[本文]:
”磁祖 加藤民吉”と
瀬戸染付成立
時の呉須顔料
瀬戸陶芸協会会長
愛知県立芸術大学名誉教授
太田 公典
染付は、白い素地に青くなるコバルトを含んだ呉須顔料で描いたあと高火度(1250度)還元炎焼成した磁器のことです。日本では「染付」と言い、中国では「青花」と言われ14世紀に景徳鎮で発明されました。染付に使われるコバルトは、紀元前より西アジアでガラスなどに使われていましたが、中国に8世紀(唐時代)陶磁器の釉薬や顔料用低火度コバルトとして伝わり鉛釉薬と共に唐三彩に使われます。
日本には17世紀初め肥前地域に伝わります。その頃瀬戸は16世紀からの陶器生産の繁栄が磁器に押され19世紀に入ると陶器生産は減少してきました。そこで加藤民吉は、本格的な磁器生産のため19世紀初め天草・肥前地域に幅広く磁器製造技術を習得するため九州に向かいました。帰郷後は瀬戸磁器の品質向上に貢献したことで瀬戸染付は大いに発展し、その功績により磁祖として窯神神社に祀られました。

[表示データ]:

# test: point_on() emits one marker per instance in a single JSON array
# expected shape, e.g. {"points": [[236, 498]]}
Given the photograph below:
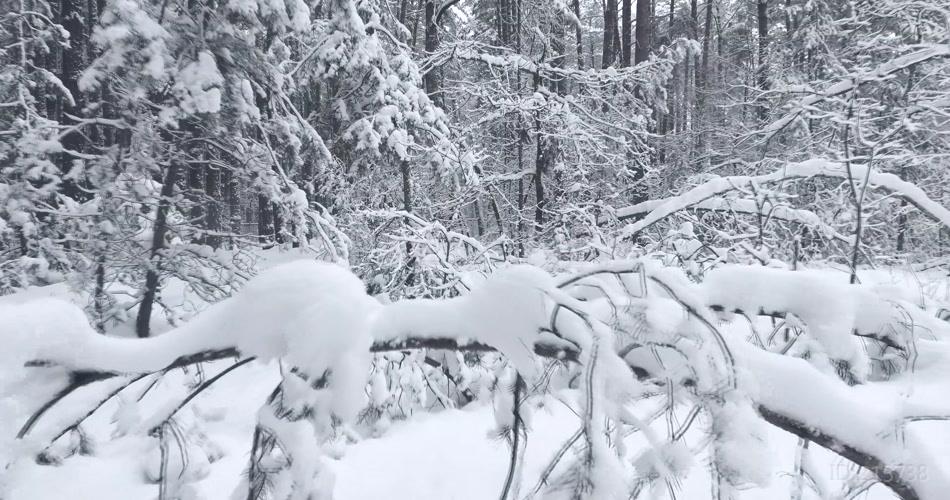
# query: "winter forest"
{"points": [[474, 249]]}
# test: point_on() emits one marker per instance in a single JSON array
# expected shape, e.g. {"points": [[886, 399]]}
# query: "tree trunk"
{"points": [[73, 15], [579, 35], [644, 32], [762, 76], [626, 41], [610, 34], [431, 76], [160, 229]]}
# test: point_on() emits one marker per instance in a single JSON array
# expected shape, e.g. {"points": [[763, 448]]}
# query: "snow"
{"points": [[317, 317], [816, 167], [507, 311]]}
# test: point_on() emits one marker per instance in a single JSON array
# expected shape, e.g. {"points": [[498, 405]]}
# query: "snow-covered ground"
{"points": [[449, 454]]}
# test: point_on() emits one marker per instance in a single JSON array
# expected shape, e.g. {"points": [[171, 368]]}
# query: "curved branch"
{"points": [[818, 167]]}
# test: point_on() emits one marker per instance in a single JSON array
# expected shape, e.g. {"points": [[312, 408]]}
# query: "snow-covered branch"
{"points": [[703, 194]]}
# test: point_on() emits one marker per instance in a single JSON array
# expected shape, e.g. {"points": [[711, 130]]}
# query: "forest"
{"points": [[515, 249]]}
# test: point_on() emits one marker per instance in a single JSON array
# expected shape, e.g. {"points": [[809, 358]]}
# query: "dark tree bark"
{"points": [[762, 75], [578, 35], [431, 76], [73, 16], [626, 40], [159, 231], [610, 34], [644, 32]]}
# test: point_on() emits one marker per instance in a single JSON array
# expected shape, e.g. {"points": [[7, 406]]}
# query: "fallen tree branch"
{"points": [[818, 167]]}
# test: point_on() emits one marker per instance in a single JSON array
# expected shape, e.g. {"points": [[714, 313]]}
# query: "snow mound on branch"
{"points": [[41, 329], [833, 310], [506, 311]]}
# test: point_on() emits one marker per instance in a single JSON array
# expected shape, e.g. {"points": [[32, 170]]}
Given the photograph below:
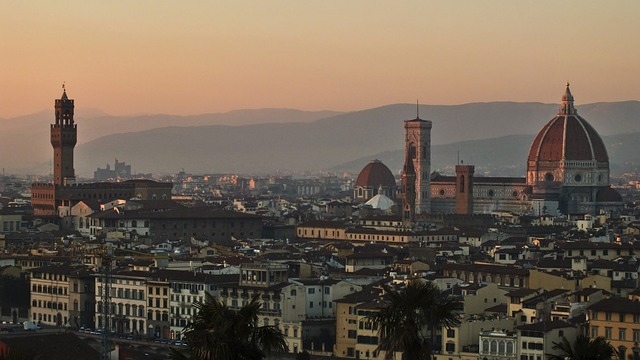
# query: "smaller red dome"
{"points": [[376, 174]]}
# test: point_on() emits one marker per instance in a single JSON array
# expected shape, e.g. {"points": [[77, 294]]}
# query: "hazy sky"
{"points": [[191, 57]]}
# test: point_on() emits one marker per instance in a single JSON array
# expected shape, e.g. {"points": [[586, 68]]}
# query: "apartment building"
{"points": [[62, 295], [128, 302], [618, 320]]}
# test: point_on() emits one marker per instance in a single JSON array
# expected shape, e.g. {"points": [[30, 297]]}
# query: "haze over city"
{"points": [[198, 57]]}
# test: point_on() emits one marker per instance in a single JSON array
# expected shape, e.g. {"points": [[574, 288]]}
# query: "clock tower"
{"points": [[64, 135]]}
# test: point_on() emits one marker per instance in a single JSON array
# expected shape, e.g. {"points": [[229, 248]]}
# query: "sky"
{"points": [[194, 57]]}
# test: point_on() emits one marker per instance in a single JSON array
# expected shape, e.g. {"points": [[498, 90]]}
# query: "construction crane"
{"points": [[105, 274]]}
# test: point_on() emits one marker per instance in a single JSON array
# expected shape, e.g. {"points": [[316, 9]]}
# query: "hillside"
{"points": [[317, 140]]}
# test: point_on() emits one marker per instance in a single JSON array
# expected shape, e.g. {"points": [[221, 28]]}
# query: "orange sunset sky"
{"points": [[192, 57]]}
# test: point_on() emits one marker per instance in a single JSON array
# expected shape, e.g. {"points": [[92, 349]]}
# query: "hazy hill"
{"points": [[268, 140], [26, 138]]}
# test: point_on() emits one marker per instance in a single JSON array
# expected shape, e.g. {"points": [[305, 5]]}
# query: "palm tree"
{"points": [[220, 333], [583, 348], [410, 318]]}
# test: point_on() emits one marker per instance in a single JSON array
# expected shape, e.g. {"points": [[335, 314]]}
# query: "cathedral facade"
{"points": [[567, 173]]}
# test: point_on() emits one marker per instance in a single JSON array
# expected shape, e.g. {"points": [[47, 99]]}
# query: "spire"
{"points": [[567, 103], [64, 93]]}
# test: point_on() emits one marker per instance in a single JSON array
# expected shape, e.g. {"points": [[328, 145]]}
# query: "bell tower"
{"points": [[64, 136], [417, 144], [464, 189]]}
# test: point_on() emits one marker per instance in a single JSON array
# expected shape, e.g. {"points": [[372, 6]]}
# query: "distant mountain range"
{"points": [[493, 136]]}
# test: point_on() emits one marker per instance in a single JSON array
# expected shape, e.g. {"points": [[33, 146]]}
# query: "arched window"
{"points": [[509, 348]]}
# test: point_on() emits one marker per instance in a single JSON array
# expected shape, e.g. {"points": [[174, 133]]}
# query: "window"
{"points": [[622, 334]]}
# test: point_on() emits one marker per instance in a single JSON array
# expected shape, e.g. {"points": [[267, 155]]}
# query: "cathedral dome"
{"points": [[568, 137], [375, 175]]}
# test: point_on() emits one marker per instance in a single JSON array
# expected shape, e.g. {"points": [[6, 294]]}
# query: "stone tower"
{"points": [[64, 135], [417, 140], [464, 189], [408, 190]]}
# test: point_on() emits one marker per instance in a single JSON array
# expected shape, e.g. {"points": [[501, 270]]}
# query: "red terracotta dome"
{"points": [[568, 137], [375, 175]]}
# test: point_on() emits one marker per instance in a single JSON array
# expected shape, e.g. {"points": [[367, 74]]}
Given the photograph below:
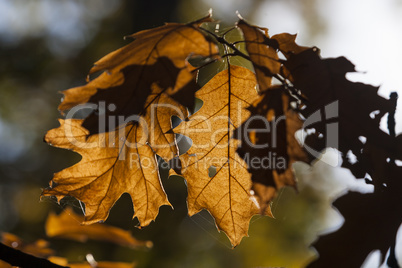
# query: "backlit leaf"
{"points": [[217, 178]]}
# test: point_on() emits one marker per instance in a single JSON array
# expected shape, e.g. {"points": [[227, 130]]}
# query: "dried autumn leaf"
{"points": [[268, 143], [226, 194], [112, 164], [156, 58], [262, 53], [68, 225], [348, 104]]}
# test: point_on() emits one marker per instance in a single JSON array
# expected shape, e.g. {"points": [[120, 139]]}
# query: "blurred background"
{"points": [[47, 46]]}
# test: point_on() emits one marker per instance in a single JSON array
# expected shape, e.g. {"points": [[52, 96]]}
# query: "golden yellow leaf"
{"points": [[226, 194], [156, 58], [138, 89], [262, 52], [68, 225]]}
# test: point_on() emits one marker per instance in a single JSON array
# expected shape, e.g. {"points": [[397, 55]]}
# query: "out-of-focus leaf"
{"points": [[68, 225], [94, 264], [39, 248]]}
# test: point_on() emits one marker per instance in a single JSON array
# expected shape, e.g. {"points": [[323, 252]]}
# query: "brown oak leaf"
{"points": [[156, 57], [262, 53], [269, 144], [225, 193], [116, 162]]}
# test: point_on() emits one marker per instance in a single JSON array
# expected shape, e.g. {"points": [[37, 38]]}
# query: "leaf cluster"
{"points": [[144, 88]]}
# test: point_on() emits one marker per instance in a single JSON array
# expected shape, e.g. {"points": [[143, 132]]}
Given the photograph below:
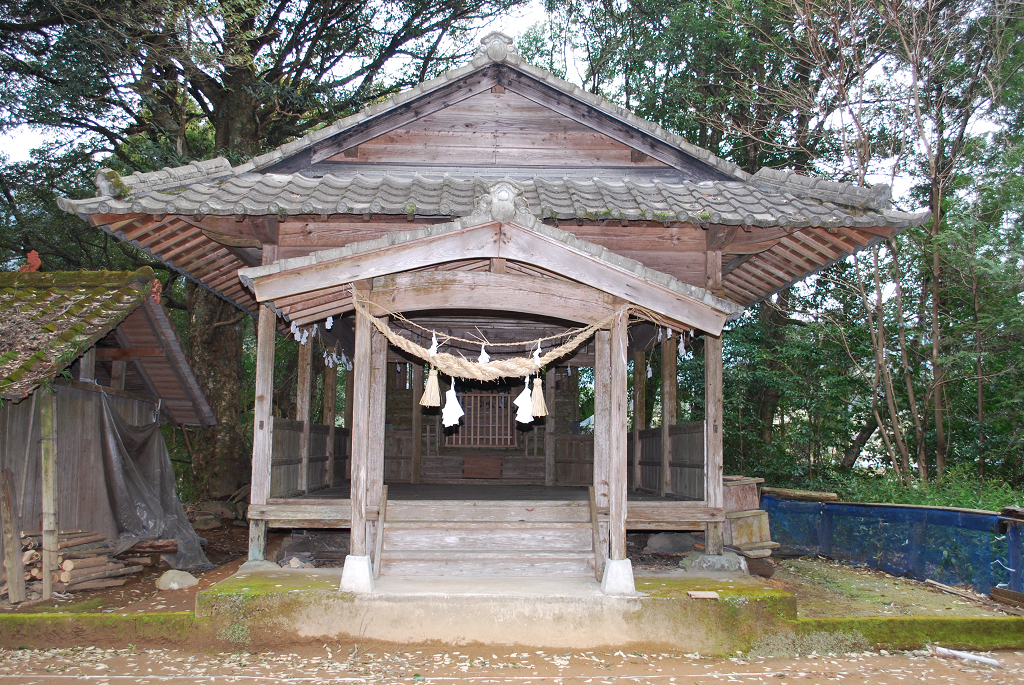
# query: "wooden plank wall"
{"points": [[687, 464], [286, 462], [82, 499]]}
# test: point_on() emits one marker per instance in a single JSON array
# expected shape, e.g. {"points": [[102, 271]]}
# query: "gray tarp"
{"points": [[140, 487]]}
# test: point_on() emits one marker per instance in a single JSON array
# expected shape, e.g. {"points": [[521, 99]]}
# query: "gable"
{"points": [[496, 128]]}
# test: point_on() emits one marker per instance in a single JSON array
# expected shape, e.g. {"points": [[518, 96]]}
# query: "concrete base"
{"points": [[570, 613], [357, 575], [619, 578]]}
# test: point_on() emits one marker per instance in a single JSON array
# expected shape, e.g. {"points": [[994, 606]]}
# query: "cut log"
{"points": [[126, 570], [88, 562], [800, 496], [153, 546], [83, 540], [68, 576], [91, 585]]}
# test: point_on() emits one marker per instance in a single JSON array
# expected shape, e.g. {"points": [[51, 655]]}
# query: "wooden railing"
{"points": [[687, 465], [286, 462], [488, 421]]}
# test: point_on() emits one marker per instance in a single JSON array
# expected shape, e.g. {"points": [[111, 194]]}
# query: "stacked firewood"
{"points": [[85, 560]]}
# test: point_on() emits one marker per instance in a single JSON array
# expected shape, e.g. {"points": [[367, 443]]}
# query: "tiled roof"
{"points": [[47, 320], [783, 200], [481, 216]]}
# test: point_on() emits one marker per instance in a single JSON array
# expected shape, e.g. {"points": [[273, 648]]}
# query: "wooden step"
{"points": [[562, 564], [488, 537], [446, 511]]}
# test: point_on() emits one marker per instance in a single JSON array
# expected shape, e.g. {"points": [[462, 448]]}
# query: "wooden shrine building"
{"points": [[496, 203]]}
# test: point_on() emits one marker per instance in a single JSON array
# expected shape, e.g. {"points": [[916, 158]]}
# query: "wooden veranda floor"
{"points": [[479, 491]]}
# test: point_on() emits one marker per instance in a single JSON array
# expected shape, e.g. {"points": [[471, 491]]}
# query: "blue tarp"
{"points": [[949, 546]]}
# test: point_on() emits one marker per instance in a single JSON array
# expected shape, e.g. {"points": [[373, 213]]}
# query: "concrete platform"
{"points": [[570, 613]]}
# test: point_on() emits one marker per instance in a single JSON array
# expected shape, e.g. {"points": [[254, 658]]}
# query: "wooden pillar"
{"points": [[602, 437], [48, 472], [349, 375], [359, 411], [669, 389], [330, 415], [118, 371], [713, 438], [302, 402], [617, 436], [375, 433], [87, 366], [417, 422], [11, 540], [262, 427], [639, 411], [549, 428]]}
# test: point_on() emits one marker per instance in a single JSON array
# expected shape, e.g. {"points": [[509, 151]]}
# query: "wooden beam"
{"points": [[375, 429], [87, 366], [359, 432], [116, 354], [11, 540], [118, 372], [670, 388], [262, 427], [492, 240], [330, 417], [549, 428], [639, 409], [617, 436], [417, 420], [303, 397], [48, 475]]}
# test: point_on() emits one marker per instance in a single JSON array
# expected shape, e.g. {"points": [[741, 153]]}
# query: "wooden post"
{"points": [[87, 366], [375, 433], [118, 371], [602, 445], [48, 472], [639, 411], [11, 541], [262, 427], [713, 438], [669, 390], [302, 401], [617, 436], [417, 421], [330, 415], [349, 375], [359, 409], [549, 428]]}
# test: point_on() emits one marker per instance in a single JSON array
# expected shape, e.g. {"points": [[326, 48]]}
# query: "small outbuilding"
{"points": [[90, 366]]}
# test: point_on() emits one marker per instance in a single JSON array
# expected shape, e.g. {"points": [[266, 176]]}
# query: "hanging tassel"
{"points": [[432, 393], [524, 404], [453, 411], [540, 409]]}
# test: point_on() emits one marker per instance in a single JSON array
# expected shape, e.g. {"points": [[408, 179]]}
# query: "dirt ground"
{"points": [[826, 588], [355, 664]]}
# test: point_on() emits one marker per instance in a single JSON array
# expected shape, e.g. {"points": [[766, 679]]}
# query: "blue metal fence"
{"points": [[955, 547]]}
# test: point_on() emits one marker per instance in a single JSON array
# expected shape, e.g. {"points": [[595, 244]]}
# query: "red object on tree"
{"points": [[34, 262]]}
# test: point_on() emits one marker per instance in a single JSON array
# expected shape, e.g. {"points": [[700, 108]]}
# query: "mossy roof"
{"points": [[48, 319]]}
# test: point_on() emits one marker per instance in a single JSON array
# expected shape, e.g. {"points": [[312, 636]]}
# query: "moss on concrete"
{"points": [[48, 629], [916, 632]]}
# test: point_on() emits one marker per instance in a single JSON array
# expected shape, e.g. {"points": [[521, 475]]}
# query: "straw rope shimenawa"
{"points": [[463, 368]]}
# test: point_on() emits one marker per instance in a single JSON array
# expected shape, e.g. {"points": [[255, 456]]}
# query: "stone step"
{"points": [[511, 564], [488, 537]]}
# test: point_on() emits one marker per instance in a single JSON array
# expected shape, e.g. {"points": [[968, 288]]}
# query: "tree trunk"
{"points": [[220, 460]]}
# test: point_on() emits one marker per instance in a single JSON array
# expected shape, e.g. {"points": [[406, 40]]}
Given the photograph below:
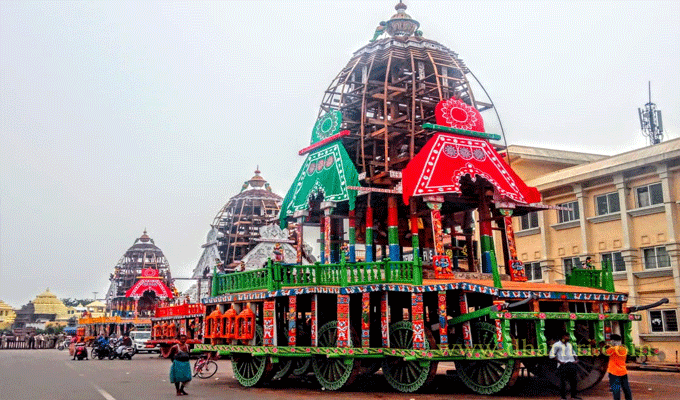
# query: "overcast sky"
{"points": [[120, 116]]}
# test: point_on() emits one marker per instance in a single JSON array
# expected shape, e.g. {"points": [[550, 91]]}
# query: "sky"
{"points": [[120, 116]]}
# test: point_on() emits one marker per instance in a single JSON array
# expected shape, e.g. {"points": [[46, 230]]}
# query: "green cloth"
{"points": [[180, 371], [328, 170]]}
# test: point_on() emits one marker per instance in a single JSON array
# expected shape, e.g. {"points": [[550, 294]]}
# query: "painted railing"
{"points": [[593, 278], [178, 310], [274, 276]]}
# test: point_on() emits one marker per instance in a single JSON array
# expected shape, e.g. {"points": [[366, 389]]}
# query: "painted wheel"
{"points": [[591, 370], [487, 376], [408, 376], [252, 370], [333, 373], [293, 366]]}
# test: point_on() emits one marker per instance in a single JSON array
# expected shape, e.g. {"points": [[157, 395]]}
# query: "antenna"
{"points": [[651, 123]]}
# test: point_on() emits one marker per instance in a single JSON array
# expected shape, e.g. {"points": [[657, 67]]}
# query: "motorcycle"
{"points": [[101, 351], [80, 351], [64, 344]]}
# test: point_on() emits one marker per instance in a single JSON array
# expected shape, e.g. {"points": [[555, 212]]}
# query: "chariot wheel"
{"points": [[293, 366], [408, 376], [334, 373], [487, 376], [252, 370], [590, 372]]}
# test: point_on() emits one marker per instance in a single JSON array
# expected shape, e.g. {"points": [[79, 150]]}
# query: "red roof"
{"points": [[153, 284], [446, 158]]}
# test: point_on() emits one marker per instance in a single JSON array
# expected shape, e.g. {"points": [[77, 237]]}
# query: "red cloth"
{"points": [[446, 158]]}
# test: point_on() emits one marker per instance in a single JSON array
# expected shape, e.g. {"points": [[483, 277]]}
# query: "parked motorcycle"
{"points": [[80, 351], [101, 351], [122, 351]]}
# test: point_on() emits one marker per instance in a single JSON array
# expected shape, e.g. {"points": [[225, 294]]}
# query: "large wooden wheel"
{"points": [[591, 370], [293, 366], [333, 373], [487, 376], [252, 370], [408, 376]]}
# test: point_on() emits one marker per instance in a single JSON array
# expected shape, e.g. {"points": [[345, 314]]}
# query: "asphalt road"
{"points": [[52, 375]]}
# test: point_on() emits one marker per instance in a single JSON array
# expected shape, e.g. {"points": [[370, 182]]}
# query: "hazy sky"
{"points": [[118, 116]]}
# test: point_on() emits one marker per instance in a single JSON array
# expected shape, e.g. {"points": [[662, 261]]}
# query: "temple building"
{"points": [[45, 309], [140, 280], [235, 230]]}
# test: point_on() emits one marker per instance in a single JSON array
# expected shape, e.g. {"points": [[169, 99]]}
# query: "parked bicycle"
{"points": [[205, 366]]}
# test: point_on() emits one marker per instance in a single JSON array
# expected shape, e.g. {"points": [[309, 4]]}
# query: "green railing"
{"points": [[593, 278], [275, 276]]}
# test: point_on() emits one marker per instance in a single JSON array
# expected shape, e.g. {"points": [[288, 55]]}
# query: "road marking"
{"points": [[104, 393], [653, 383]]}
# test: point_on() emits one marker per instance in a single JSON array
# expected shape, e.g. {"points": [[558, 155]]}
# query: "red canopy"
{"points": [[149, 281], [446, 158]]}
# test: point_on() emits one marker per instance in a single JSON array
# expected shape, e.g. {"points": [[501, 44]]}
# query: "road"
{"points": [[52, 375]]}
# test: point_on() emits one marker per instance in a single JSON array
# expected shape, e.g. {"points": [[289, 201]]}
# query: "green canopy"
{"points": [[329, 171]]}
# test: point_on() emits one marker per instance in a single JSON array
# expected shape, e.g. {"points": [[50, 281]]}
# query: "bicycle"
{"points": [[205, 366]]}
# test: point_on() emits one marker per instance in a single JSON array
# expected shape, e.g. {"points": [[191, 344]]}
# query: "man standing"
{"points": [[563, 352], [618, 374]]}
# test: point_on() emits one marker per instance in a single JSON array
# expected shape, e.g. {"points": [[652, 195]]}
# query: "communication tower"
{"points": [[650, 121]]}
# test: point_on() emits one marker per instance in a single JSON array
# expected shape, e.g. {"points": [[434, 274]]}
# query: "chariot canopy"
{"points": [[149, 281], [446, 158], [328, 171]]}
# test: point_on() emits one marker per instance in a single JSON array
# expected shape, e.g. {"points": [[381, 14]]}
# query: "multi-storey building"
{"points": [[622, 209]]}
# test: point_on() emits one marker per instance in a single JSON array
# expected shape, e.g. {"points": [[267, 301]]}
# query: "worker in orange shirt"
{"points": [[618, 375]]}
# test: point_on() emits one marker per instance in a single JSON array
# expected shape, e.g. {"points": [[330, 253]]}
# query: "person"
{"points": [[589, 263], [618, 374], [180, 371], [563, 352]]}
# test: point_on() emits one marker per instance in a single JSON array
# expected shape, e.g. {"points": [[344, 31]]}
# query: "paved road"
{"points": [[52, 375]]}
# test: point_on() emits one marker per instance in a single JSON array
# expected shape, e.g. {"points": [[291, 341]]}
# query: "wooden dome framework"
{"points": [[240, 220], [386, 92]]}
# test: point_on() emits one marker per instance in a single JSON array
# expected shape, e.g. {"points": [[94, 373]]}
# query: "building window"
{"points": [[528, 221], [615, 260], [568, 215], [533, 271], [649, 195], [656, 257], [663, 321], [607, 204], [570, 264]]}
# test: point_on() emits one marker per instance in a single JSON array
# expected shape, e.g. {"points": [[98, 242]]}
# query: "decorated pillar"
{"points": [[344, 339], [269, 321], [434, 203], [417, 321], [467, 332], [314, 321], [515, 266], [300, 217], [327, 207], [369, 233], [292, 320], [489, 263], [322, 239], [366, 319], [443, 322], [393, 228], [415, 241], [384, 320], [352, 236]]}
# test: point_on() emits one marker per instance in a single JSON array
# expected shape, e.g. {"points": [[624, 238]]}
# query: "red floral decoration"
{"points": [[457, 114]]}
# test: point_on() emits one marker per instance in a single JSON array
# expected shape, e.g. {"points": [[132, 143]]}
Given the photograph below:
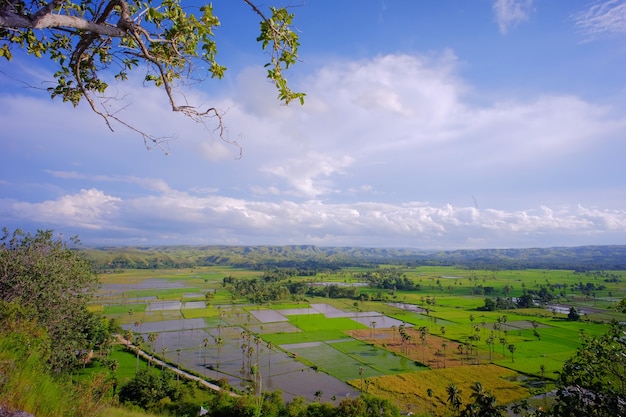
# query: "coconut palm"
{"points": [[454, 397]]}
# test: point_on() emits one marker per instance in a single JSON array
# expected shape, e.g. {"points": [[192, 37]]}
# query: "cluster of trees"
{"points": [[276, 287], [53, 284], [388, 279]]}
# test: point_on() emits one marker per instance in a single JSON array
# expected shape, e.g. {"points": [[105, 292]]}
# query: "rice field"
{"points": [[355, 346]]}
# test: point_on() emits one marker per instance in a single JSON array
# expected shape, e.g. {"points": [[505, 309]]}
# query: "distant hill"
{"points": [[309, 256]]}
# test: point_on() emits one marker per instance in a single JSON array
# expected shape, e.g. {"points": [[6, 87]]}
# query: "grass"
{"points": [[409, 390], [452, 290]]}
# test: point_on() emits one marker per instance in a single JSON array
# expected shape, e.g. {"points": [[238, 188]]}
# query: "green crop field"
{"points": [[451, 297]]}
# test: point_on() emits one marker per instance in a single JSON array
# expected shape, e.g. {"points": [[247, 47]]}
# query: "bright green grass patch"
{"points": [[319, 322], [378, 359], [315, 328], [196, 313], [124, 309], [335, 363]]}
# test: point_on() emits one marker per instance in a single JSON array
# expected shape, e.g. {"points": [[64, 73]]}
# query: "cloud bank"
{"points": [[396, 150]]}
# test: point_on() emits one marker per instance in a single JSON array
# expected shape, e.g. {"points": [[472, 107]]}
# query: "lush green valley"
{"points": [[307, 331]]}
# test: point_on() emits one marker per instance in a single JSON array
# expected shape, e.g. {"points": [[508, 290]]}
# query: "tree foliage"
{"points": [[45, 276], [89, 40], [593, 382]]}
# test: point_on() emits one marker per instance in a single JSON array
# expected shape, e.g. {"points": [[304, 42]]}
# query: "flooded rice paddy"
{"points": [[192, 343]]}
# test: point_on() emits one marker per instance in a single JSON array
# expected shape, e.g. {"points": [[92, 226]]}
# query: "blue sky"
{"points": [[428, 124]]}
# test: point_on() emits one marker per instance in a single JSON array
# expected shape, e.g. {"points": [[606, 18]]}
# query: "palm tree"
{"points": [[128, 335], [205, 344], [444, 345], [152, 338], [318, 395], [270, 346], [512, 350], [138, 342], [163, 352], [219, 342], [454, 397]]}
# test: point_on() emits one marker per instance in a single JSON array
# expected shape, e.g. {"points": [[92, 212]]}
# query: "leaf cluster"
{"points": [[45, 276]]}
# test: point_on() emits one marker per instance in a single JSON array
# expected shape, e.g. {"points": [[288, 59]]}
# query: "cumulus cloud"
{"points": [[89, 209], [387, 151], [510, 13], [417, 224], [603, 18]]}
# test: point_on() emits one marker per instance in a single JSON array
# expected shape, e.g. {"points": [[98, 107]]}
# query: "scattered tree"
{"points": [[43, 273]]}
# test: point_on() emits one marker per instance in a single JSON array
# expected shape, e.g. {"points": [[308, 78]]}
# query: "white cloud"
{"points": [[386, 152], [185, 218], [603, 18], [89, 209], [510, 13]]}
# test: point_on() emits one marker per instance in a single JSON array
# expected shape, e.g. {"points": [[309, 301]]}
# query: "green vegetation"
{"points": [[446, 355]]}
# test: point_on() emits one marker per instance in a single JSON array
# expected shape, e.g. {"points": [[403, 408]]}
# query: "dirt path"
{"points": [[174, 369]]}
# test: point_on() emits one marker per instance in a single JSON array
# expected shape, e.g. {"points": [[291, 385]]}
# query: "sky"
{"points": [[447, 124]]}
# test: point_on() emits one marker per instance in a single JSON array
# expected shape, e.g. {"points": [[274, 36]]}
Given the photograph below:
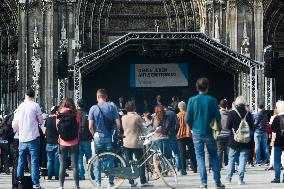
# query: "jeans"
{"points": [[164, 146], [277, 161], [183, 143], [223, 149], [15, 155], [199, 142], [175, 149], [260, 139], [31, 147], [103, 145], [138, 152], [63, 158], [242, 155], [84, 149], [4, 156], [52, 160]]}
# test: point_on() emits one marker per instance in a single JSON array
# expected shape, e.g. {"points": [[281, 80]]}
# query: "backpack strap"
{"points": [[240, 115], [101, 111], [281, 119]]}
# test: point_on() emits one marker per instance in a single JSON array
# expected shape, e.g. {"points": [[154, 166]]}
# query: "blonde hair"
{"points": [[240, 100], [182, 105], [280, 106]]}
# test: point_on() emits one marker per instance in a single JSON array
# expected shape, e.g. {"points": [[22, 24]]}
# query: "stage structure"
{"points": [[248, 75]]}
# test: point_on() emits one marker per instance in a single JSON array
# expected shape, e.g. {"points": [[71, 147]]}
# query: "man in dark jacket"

[作業指示 1]: 瀬戸染付についての本文によると、加藤民吉はその功績によってどこに祀られたか。
[作業指示 2]: 記録のうち、「dark」という文字列を含む行をすべて抜き出すこと。

[解答 1]: 磁祖として窯神神社に祀られた。

[解答 2]:
# query: "dark tree bark"
# query: "man in dark jacket"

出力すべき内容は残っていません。